#### PROVIDED RECORDS ####
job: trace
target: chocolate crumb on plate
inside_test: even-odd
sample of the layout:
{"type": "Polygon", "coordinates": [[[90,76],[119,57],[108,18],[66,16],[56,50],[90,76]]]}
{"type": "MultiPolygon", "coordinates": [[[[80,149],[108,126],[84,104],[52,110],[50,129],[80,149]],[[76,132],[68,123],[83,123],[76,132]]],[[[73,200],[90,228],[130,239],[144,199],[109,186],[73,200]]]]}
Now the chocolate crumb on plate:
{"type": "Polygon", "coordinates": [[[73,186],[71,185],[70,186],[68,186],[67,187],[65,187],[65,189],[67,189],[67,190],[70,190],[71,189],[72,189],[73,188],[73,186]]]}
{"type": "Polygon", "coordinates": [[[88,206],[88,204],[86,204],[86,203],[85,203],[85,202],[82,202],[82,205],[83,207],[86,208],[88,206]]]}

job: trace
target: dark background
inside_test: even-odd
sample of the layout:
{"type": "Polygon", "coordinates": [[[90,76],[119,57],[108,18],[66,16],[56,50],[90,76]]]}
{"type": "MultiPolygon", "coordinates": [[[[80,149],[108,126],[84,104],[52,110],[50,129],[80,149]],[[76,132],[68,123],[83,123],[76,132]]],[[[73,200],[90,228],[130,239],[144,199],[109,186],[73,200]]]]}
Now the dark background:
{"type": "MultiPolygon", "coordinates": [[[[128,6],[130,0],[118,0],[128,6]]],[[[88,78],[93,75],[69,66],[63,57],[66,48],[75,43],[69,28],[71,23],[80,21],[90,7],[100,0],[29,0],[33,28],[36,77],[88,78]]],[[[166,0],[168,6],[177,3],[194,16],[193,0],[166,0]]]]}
####
BRIEF >> Could you rewrite all of the data above with "trace" swapped for "outline" wherever it appears, leaving everything else unchanged?

OUTPUT FOR THIS TASK >>
job: outline
target: chocolate crumb on plate
inside_test: even-odd
sample of the layout:
{"type": "Polygon", "coordinates": [[[90,76],[119,57],[108,18],[66,16],[56,50],[90,76]]]}
{"type": "MultiPolygon", "coordinates": [[[[80,149],[108,126],[84,104],[52,110],[50,129],[80,149]],[[76,132],[68,123],[83,123],[76,132]]],[[[73,200],[90,228],[130,239],[144,199],[109,186],[73,200]]]]}
Now the chocolate crumb on plate:
{"type": "Polygon", "coordinates": [[[73,186],[71,185],[70,186],[68,186],[67,187],[65,187],[65,189],[67,189],[67,190],[70,190],[71,189],[72,189],[73,188],[73,186]]]}
{"type": "Polygon", "coordinates": [[[88,206],[88,204],[86,204],[86,203],[85,203],[85,202],[82,202],[82,205],[83,207],[86,208],[88,206]]]}

job: outline
target: dark background
inside_test: even-odd
sample of the layout:
{"type": "Polygon", "coordinates": [[[90,76],[119,57],[108,18],[66,16],[56,50],[90,76]]]}
{"type": "MultiPolygon", "coordinates": [[[[80,149],[108,126],[84,104],[52,110],[50,129],[80,149]],[[76,132],[68,123],[83,123],[76,132]]],[[[73,200],[90,228],[130,239],[144,199],[109,186],[73,200]]]]}
Now the dark background:
{"type": "MultiPolygon", "coordinates": [[[[128,6],[130,0],[118,0],[128,6]]],[[[88,78],[93,75],[69,66],[63,57],[66,48],[75,43],[69,28],[71,23],[80,21],[90,7],[100,0],[29,0],[33,28],[36,77],[88,78]]],[[[166,0],[168,6],[177,3],[194,16],[193,0],[166,0]]]]}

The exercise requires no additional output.